__Instructions for the task__:
Down to the final line, print the records below exactly and without pictures.

__The data__:
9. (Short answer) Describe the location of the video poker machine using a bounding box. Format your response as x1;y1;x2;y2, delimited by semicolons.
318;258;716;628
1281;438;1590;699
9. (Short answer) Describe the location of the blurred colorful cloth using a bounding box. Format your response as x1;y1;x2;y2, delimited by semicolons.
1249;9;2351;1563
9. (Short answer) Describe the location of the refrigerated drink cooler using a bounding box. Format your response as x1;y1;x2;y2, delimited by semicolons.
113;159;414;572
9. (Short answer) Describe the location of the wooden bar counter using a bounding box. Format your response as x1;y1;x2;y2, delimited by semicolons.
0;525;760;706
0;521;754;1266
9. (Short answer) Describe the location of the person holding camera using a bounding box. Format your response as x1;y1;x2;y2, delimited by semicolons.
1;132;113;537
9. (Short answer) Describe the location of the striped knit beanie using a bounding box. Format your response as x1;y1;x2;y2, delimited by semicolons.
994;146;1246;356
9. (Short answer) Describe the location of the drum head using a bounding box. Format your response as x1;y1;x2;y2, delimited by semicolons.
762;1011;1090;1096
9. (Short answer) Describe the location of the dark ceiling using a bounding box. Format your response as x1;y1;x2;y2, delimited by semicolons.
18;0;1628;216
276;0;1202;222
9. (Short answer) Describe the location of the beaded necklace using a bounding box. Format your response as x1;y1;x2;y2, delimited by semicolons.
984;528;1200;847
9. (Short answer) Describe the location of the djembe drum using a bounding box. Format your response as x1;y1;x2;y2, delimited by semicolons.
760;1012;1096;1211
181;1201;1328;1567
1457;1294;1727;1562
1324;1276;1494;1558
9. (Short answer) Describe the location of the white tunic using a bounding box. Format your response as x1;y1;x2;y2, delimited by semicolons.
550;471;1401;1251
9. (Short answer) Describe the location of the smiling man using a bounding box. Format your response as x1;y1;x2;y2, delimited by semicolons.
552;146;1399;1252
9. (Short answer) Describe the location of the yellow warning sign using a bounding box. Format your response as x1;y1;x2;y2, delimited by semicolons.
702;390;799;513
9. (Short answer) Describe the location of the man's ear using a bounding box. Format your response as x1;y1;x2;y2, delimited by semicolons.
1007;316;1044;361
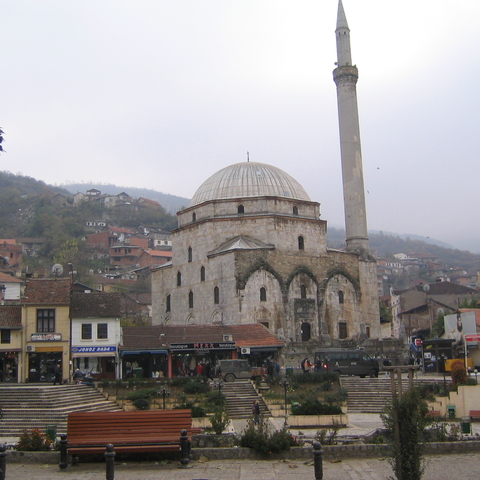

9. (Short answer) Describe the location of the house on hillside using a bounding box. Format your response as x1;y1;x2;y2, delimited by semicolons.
0;272;23;301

__Completed task__:
9. (Short answer) Describe the location of the video poker machine using a bounding box. Format your response as x1;y1;x2;y2, delimited by semicolons.
318;258;716;628
1281;438;1590;699
9. (Short answer) Describe the location of the blurred colorful cloth using a bounding box. Format your response as x1;y1;x2;y2, delimited by semicolons.
1249;9;2351;1563
9. (Short answer) Describe the location of the refrigerated drink cooler using a bounding box. Format your response as x1;y1;x2;y2, delimited by semicolons.
113;159;414;572
9. (Short answer) Describe the location of the wooden bar counter using a bounding box. Format your response as x1;y1;x2;y2, delimited by semicolons.
0;525;760;706
0;521;754;1266
9. (Short answer) Describe the location of the person holding camera using a bounding box. Format your response as x1;y1;x2;y2, delimited by semicolons.
1;132;113;537
9. (Short answer) Describe the location of the striped knit beanie using a bounding box. Format your response as x1;y1;x2;y2, delimited by semicolons.
994;146;1246;356
9. (Short answer) Describe the location of the drum head using a bounding box. Format your response as x1;y1;x2;y2, delimited by semicolons.
762;1011;1090;1096
9. (Short answer) Describe the location of the dark ceiling using a bounding box. Format your response as x1;y1;x2;y2, delimited by semicolons.
18;0;1628;216
276;0;1202;222
9. (Short answer) Describe the location of the beaded necklace using a bounding box. Format your response as x1;y1;x2;y2, delimited by semicolons.
984;528;1200;847
9. (Short answer) Describe the location of the djembe drum using a bounding box. Format your response as x1;y1;x2;y2, delimited by semicolons.
760;1012;1096;1211
181;1201;1328;1567
1457;1294;1727;1562
1324;1276;1494;1558
9. (Short answer) Describe the location of the white tunic using a bounding box. Format your response as x1;y1;x2;y2, delimited by semicolons.
550;471;1401;1251
9. (Short answer) Describe the location of the smiling man using a bounding box. Format your response as x1;y1;x2;y2, delimited by semicolons.
552;146;1399;1252
9. (Short answer) Describe the location of the yellow warning sign using a bounding box. Format your response as x1;y1;x2;y2, delimited by semicolons.
702;390;799;513
9. (Short answer) Describe the location of the man's ear using a bounding box. Format your response as x1;y1;x2;y2, delimited by semicolons.
1007;316;1044;361

9. (Short answer) Describe the location of the house on hillside using a bounding box. Format your response as x1;y1;x2;y2, delimited by semicolons.
0;272;23;301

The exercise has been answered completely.